**Document section**
******

OWAA Legends
Conservationist Legend Jim Keefe
By Joel M. Vance
Jim Keefe once was giving a program on a stage, and he reached a fever pitch
of conservation evangelism … and fell off the stage into the orchestra pit with
a great clatter of chairs.
He clambered back on and, as the audience sat in stunned silence, said, “Don’t
ever say I don’t know how to make a point!”
John Madson and I once kept a bunch of OWAA members rolling on the floor at an
annual conference telling Jim Keefe stories.
Jim had a tendency for bizarre accidents. Like the time he shot himself with a
bow and arrow – and the time he ricocheted a black-powder pistol ball right
between his eyes. He told these stories on himself, and we retold them with
affection. Jim was far more than a source of amusing anecdotes though. He was
the best boss I ever had.
When he died in September 1999, he either was the youngest 75 year old or the
oldest – young because he always thought young; old because he was a man perhaps
born out of his time. Philosophically, he was geared to about 1830.

******

(Entries from a data collection)
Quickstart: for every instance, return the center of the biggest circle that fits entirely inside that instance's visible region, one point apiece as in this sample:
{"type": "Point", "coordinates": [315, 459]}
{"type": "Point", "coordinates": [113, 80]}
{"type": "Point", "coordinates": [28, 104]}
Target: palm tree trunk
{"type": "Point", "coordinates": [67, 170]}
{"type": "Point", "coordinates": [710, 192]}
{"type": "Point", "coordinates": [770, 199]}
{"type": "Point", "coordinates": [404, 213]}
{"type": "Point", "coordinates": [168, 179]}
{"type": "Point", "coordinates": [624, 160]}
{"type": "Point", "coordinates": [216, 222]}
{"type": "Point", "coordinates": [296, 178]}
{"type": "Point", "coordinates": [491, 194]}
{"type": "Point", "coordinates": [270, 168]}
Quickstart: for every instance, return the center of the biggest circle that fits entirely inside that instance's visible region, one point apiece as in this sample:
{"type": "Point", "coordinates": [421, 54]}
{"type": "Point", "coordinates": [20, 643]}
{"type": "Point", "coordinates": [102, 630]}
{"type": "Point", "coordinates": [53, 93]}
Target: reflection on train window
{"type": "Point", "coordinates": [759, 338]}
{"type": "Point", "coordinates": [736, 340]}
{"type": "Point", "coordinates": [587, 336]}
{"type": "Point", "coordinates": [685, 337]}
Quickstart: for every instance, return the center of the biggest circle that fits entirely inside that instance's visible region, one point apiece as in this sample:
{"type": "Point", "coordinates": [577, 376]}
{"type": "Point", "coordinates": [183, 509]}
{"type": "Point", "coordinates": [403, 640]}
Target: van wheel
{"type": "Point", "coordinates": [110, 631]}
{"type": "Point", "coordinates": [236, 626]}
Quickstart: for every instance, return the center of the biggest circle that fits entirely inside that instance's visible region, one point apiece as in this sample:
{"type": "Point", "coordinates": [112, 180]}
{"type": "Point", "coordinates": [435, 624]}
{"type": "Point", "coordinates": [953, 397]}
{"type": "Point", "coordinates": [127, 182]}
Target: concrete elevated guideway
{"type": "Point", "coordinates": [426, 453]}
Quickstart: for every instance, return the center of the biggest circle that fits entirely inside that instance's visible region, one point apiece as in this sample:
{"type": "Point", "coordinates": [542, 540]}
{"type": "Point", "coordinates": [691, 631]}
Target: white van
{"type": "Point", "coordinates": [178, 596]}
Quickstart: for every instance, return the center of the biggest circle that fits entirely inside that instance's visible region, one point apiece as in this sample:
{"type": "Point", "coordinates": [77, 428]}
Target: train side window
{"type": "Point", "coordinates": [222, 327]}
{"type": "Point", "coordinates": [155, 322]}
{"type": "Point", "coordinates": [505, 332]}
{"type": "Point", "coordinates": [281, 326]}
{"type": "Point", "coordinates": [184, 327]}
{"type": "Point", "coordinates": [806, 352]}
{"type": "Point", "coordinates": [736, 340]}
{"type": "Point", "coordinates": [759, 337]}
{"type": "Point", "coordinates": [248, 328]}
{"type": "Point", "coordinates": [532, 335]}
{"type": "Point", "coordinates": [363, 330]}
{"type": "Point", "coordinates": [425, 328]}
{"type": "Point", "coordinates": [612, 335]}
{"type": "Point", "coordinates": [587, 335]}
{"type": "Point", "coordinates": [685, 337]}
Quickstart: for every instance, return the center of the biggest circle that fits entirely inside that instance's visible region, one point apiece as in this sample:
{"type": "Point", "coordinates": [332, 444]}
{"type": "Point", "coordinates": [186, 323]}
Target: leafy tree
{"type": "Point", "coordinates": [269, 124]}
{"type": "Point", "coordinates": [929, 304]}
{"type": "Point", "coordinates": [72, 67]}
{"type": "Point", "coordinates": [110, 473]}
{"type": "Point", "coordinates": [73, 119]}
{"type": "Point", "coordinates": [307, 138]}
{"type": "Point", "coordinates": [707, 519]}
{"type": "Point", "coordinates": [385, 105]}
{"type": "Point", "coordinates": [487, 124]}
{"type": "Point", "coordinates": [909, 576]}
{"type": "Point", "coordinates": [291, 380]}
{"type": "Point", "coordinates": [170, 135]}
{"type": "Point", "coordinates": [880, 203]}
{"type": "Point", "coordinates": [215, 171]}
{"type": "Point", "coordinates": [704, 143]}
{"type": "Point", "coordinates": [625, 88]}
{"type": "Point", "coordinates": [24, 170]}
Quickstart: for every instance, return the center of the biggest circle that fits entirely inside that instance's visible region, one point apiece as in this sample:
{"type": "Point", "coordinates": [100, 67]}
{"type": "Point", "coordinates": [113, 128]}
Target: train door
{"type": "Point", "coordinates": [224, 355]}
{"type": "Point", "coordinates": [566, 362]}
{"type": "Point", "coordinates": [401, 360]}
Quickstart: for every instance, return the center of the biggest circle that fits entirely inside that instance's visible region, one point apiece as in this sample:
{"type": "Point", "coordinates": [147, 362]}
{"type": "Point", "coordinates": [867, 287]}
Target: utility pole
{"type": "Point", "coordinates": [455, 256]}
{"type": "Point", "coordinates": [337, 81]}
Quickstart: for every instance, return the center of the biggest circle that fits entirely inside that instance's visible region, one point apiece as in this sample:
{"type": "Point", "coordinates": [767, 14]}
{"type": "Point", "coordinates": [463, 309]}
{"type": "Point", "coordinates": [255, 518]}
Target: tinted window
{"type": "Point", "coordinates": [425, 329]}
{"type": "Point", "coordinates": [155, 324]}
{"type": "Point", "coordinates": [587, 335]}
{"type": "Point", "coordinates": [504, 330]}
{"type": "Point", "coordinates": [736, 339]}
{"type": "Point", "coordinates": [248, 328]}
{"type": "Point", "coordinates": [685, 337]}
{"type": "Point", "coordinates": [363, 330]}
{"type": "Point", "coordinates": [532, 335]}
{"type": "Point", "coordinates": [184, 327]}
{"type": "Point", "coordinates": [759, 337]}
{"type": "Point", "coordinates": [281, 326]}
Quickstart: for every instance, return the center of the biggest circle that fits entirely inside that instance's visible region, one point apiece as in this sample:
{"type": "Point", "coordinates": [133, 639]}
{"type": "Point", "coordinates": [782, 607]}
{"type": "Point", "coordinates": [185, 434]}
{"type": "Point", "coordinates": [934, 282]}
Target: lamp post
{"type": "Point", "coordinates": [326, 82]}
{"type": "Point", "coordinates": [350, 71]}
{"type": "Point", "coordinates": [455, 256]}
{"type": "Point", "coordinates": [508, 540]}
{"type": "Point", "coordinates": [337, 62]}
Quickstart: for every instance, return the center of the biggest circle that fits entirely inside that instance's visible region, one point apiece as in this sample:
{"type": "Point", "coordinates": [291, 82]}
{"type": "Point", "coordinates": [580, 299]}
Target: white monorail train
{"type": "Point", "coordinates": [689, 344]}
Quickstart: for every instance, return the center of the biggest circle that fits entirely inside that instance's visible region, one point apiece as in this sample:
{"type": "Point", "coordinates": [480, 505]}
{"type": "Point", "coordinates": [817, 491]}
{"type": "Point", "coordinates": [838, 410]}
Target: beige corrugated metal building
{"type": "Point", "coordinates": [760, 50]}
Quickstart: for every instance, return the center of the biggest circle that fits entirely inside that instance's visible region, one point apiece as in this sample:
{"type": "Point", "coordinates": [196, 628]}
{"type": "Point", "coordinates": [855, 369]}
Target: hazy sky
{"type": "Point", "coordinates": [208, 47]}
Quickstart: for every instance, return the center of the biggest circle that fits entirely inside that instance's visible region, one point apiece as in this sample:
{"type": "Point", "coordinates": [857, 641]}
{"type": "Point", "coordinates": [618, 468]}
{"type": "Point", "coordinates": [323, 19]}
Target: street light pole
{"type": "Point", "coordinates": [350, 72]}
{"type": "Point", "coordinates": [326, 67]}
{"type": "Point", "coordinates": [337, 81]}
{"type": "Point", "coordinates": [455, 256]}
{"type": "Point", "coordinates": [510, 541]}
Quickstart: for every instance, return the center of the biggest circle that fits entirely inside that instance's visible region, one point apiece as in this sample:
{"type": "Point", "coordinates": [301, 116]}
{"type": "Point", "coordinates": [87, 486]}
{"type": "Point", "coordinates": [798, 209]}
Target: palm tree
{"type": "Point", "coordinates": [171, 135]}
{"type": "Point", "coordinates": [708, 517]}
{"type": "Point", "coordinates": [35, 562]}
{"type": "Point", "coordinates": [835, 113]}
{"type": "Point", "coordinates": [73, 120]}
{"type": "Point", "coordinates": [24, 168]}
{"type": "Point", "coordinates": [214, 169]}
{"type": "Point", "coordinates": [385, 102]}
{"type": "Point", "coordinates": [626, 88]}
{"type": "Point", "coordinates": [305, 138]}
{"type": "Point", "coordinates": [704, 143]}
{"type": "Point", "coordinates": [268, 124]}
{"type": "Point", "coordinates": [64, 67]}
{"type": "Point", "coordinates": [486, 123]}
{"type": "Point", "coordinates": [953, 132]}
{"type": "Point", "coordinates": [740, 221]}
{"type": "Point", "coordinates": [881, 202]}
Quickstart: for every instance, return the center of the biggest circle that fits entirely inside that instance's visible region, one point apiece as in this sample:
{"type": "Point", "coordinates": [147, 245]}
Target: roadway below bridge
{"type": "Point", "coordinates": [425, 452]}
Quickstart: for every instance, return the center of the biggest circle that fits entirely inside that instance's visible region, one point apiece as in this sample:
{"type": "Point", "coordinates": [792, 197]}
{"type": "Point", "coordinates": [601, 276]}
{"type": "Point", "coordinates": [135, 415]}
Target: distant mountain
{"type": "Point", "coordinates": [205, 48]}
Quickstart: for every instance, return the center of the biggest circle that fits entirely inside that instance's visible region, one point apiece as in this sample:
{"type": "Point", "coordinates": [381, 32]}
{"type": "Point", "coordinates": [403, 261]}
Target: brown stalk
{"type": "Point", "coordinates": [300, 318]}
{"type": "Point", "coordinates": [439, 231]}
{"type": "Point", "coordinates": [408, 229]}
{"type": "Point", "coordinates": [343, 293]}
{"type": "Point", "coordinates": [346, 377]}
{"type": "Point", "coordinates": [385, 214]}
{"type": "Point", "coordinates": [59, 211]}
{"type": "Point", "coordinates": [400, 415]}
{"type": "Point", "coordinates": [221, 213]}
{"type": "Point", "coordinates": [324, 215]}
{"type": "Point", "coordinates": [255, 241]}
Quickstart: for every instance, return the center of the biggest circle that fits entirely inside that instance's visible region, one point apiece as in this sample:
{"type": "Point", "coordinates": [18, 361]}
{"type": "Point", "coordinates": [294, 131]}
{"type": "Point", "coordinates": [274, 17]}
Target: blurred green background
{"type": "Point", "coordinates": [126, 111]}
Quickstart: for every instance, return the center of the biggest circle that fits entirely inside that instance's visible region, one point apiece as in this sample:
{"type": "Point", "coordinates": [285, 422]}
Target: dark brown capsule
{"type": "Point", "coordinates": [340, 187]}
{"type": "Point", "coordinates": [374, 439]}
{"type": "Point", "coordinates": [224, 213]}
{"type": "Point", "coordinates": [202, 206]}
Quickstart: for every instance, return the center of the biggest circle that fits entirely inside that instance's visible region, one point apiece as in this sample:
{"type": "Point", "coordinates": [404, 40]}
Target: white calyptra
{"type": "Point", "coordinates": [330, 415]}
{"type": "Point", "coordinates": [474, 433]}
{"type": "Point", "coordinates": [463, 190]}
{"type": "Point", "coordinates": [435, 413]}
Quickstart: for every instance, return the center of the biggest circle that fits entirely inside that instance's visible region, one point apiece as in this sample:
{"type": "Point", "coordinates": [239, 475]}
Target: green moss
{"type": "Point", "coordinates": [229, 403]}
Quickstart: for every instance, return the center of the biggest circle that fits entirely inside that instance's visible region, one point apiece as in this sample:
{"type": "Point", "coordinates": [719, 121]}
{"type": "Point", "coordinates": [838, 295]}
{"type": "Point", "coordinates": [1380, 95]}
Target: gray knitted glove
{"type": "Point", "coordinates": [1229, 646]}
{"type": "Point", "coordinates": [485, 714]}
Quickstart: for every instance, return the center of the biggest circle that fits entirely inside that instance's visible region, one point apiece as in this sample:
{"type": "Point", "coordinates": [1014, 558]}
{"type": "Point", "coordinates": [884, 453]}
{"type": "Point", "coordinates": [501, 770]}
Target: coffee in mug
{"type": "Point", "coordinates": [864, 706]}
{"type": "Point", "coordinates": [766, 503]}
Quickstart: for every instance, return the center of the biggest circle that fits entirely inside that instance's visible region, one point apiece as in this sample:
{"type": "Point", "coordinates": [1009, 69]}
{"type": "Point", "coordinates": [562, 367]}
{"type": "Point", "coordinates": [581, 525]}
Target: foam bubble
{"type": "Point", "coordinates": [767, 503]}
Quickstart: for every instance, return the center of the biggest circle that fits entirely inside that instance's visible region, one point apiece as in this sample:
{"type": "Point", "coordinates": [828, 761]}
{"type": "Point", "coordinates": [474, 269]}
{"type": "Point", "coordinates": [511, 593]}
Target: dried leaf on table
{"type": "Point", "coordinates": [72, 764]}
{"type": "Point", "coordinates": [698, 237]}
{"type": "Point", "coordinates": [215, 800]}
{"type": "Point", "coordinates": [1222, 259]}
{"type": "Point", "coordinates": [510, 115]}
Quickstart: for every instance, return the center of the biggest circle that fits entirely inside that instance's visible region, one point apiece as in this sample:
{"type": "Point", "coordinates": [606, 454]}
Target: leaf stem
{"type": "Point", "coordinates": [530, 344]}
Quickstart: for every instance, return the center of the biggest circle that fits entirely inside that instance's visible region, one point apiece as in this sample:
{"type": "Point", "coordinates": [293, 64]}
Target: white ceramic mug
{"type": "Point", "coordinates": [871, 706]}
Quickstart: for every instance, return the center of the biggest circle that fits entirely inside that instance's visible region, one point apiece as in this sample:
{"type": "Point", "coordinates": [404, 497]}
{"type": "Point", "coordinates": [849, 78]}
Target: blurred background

******

**Exercise objective**
Reproduce the passage of the Jim Keefe profile above from "He clambered back" up to and including "I ever had.".

**Complete output**
He clambered back on and, as the audience sat in stunned silence, said, “Don’t
ever say I don’t know how to make a point!”
John Madson and I once kept a bunch of OWAA members rolling on the floor at an
annual conference telling Jim Keefe stories.
Jim had a tendency for bizarre accidents. Like the time he shot himself with a
bow and arrow – and the time he ricocheted a black-powder pistol ball right
between his eyes. He told these stories on himself, and we retold them with
affection. Jim was far more than a source of amusing anecdotes though. He was
the best boss I ever had.